[[ SELECTED EXTRACT, beginning ]]

It’s clear that improving patient experience is a key priority for the government.  It is embedded in the 2012/13 Operating Framework, and FFT is a lever to deliver this: service improvement runs through the implementation guidance like a strand of DNA.  So expectations are high. 

Underlying this is a concern, from some quarters at least, that progress on patient experience has not been as good as it could be. For instance in her introduction to the Patient Experience Excellence Framework, Angela Coulter asks why progress on patient experience has been so “sluggish”. The interesting question for the FFT is whether it can act as a catalyst for improving services more effectively.

The trick will be not to lose sight of the bigger service improvement wins and there are five questions trust should have in their sights. 

Firstly, have trusts done everything they can to get staff on board with the improvement agenda? Staff ought to be champions and advocates, encouraging patients to provide feedback, and sharing their ideas and good practice on how to improve services. But have trusts got their staff engaged in this so that frontline potential gets expressed?

Does the organisational culture support this? Do staff feel genuinely empowered to make improvements on the ward to produce a better patient experience.  Senior managers may think this is the case, but have they really checked out staff feel this sense of empowerment?

Are staff good experimenters? Real-time feedback can give a lot of detailed information about what a service is doing well or less well. The real impact of this feedback comes when staff feel able to experiment: “let’s trying delivering this service differently – and let’s look at whether our real-time scores go up as a result. And if the scores do not go up, let’s try something different.” While not appropriate for the clinical aspects of care, this approach can give real impetus to improving your patients’ experience of care.

Crucially, is enough being done to bring patients into the improvement process? Patients are the arbiters of whether their experience meets their needs and expectations. Focusing on staff skills and attitudes by itself is not enough – as that would mean any improvements would come from the staff perspective. To really meet patients’ needs, patients have to be given the space to define how services should be improved, or better still, co-design those improvements with staff. So is enough being done to build in approaches like the NHS Institute’s Experience Based Design?

Finally, is the focus on fixing the right things? The FFT guidance says that as well as the friends and family test question itself, trusts should decide locally what follow up questions to ask to help drive service improvements. Getting those follow up questions right is key – and listening to the improvements that patients want will help trusts focus on the improvements that matter to patients.

[[ SELECTED EXTRACT, end ]]
[[ STORED DATA, beginning ]]

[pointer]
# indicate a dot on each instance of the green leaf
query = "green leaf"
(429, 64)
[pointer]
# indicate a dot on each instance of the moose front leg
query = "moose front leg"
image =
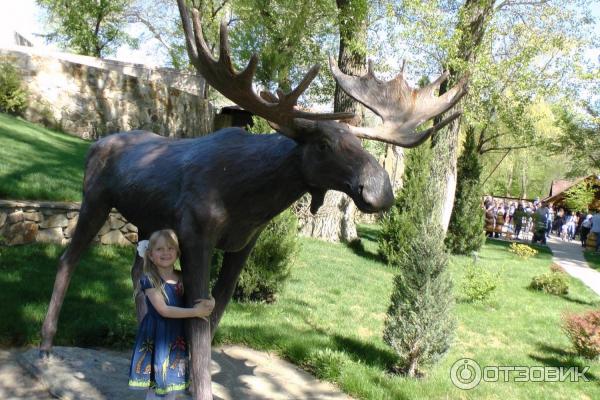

[[ STORED DATA, end ]]

▶ **AIM OF THE EXERCISE**
In the piece above on patient experience and the friends and family test, extract the text between "It’s clear that" and "expectations are high.", inclusive, copying it word for word.

▶ **TASK RESPONSE**
It’s clear that improving patient experience is a key priority for the government.  It is embedded in the 2012/13 Operating Framework, and FFT is a lever to deliver this: service improvement runs through the implementation guidance like a strand of DNA.  So expectations are high.